> _Problem statement_:
Gather every line in the records below that contains the string "target", and copy each one.

> _Records_:
--------

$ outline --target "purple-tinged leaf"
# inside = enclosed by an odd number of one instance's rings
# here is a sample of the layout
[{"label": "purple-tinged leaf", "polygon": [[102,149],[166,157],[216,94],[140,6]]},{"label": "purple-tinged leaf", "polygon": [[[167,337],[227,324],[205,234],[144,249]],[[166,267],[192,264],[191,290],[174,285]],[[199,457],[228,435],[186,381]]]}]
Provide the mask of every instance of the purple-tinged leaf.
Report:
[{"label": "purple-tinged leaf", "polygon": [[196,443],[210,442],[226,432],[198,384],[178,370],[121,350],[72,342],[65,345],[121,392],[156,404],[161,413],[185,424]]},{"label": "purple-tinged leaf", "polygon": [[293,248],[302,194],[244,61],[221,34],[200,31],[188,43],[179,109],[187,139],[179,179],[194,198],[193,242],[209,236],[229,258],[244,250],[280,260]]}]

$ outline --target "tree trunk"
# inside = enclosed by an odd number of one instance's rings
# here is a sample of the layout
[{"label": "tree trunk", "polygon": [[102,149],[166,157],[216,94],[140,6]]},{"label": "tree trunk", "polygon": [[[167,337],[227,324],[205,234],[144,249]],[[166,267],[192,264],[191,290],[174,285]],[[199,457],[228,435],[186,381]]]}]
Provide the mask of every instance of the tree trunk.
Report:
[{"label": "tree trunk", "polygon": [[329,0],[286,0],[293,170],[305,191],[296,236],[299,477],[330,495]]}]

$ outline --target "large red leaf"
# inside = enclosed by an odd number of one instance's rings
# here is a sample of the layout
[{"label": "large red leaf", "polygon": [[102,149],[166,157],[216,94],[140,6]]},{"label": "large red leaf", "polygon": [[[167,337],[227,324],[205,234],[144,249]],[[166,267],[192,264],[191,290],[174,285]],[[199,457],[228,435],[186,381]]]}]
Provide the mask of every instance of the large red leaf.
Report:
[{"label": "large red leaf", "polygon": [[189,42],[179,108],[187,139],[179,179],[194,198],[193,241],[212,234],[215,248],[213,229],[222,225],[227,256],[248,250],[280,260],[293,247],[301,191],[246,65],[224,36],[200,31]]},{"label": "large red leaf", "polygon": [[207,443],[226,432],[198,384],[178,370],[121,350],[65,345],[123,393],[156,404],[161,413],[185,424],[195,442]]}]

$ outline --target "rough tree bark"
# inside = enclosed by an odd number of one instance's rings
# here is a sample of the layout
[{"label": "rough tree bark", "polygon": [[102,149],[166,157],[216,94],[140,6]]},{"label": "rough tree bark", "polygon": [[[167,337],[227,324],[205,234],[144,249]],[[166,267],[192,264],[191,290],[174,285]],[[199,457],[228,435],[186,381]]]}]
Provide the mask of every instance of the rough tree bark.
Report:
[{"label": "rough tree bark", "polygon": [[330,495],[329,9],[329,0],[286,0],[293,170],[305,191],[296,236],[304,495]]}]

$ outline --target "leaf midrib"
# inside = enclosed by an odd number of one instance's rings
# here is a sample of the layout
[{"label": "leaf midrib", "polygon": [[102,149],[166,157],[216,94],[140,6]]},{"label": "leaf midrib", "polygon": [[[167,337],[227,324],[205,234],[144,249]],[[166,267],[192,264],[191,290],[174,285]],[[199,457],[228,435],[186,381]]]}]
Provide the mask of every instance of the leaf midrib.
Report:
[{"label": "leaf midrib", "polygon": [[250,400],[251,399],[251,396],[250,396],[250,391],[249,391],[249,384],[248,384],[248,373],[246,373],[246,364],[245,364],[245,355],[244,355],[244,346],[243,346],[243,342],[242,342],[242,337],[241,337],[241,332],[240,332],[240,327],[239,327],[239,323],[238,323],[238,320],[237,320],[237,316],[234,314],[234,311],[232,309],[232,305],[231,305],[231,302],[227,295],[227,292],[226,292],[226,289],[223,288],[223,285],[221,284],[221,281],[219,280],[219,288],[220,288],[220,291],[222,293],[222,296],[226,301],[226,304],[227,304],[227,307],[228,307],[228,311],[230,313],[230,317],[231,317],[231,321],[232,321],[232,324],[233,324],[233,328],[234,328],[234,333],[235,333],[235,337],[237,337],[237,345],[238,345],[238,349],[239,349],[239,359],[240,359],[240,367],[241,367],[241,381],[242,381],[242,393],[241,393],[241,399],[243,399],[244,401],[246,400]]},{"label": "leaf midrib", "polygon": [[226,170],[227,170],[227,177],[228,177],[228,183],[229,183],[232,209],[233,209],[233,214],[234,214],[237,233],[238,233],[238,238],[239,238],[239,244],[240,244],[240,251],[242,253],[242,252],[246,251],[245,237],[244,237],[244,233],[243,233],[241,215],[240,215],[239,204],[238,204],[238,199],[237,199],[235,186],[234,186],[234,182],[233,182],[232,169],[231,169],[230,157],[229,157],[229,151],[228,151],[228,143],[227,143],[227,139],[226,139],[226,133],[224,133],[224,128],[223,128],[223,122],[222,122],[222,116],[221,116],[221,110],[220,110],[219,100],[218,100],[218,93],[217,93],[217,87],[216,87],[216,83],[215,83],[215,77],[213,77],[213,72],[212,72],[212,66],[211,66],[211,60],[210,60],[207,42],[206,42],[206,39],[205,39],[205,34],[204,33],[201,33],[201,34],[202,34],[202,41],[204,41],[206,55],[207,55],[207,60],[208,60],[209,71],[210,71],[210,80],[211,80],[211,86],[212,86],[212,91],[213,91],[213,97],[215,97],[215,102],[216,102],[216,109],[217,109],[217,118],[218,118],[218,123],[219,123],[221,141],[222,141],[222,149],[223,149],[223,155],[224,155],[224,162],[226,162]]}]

--------

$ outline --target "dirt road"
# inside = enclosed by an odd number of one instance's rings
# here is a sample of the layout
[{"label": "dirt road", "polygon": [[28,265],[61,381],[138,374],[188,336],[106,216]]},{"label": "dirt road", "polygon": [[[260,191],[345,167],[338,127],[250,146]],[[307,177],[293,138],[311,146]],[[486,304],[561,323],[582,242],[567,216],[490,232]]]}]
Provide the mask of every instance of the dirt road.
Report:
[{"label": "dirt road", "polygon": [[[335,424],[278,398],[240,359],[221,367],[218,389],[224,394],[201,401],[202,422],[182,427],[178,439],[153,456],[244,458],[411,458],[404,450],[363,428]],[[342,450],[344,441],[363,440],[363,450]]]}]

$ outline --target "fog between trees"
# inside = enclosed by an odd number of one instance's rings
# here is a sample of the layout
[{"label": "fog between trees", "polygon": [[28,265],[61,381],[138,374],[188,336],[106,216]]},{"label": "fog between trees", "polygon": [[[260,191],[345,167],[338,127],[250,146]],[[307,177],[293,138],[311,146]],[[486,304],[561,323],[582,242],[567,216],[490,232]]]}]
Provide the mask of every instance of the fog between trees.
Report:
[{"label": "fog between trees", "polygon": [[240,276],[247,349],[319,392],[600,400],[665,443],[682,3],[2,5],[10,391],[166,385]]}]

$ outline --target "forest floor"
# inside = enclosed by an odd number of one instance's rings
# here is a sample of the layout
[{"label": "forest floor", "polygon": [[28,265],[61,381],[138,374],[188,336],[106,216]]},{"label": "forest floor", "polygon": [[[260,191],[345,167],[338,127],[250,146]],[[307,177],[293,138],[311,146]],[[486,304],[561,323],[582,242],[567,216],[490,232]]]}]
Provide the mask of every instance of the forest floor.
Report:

--------

> _Answer to this task_:
$ outline --target "purple-tinged leaf"
$ outline --target "tree trunk"
$ outline --target "large red leaf"
$ outline --target "rough tree bark"
$ outline --target "leaf midrib"
$ outline --target "dirt road"
$ outline --target "fog between trees"
$ outline --target "forest floor"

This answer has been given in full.